- Your tasks
1. From the passage on Foss at Neuve Chapelle, list every person named, with the rank given for each where the passage states one.
2. Answer these questions using the passage on Foss at Neuve Chapelle:
(a) On what date did the Germans attack the trenches of the Royal Scots Fusiliers?
(b) According to the citation, with how many men did Foss dash forward?
(c) In what year was the Victoria Cross instituted?
***** Text under study *****
In early March 1915, the 7th Division was tasked with a role in the Battle of Neuve Chapelle. Foss' battalion advanced to the northwest of Neuve Chapelle on the opening day of the battle, 10 March, in support of the Royal Scots Fusiliers to the east. They held their position for the following day but on 12 March the neighbouring Royal Scots Fusiliers had to fend off an attack on their trenches by the Germans. A section of their trenches were lost. Foss led a group of men with handheld bombs on a flanking raid and was able to recapture the lost trench. It was during this raid that he performed the deed for which he was awarded the Victoria Cross (VC). The VC, instituted in 1856, was the highest award for valour that could be bestowed on a soldier of the British Empire. The citation reads as follows:

"For most conspicuous bravery at Neuve Chapelle on 12th March 1915. After the enemy had captured a part of one of our trenches, and our counter-attack made with one officer and twenty men having failed (all but two of the party being killed or wounded in the attempt), Captain Foss, on his own initiative, dashed forward with eight men, under heavy fire, attacked the enemy with bombs, and captured the position, including the 52 Germans occupying it. The capture of this position from the enemy was of the greatest importance, and the utmost bravery was displayed in essaying the task with so very few men."
— London Gazette, 20 August 1915

Of the men who accompanied Foss during his attack, several were recognised with gallantry decorations; one, Private William Eade, was awarded the Distinguished Conduct Medal and the Order of St George. Sergeant William Peggs was also awarded the Order of St George while a third man, Private Walter Scrivener, killed the day after Foss's action, was mentioned in despatches.
***** Extracted records *****
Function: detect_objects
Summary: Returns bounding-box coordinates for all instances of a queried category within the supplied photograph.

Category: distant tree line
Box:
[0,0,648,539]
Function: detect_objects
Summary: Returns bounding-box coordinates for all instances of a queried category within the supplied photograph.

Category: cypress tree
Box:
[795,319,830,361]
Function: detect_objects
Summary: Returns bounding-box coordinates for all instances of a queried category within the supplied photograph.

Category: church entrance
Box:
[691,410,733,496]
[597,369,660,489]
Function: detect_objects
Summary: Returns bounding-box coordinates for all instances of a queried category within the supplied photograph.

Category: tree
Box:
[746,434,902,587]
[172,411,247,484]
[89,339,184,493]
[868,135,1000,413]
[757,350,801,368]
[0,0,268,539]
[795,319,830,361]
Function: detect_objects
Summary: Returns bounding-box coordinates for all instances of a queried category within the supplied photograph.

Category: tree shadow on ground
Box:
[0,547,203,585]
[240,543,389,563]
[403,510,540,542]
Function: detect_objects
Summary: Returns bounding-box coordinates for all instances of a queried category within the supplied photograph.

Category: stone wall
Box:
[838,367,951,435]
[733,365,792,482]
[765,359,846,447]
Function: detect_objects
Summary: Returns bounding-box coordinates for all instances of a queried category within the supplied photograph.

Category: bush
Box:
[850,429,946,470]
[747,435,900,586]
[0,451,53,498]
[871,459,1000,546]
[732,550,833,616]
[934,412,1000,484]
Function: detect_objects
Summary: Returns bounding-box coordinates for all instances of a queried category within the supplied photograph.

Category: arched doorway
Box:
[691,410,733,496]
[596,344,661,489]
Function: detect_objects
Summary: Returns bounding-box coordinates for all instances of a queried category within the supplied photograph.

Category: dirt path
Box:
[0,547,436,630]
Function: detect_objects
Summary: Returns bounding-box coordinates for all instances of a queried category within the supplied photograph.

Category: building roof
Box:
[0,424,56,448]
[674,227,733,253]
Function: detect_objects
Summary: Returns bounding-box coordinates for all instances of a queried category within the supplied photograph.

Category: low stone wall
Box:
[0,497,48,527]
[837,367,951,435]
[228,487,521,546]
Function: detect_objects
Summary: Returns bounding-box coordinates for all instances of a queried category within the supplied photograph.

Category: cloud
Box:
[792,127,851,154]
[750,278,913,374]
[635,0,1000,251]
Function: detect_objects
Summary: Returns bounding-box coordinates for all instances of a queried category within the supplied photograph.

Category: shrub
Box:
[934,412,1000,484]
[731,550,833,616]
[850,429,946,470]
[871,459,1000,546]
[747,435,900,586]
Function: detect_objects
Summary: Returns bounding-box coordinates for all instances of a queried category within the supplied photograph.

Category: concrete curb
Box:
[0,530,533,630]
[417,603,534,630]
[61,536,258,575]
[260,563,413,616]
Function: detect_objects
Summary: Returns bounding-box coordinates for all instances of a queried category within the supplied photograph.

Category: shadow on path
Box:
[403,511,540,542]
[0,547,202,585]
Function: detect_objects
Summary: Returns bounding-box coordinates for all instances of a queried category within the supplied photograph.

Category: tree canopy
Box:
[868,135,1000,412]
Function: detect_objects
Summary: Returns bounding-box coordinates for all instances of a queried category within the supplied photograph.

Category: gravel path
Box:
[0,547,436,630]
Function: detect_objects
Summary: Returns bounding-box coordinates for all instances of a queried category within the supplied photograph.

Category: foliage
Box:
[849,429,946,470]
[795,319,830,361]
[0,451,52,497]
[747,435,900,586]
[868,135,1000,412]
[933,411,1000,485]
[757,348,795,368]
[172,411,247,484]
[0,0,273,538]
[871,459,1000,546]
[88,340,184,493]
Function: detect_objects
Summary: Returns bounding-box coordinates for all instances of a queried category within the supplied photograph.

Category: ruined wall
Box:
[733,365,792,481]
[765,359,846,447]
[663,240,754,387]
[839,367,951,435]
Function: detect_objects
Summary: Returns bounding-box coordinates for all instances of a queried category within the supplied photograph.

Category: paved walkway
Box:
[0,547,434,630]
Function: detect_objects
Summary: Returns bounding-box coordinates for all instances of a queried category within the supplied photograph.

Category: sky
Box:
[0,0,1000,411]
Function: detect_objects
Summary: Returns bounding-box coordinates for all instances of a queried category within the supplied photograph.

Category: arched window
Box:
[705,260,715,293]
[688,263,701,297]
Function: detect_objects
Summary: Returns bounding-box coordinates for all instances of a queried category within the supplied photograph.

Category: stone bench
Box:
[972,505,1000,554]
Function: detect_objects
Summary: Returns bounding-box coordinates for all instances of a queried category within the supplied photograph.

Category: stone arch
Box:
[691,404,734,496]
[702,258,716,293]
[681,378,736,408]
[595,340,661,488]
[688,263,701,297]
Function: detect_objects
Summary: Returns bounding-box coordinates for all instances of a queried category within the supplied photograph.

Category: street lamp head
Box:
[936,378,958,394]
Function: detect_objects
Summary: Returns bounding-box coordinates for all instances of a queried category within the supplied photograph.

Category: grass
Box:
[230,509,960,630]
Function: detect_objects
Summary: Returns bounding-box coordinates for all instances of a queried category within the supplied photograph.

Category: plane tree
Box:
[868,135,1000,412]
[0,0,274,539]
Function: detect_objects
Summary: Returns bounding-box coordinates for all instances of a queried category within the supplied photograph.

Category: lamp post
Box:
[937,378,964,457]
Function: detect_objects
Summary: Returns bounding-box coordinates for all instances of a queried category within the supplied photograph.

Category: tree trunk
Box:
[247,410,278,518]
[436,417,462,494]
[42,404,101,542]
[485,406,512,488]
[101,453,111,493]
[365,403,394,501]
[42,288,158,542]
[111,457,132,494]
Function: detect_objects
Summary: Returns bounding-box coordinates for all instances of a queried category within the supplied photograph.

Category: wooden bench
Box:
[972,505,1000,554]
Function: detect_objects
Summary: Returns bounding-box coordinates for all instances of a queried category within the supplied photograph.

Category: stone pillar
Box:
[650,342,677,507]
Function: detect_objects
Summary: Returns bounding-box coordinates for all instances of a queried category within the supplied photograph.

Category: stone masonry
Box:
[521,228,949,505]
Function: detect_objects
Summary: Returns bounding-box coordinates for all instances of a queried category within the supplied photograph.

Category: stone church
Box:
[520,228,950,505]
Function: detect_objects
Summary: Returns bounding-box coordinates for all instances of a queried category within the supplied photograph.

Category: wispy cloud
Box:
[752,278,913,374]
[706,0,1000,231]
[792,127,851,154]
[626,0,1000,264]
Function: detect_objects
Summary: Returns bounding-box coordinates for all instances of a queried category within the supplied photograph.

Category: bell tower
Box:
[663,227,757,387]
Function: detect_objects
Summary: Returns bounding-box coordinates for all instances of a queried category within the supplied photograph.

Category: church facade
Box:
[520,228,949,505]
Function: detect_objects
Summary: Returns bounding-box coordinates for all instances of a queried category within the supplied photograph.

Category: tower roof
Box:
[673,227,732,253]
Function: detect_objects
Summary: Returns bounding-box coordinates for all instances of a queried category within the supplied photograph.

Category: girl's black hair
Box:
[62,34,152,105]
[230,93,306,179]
*****
- Results of the exercise
1.
Captain Foss
Private William Eade
Sergeant William Peggs
Private Walter Scrivener

2.
(a) 12 March 1915
(b) Eight men
(c) 1856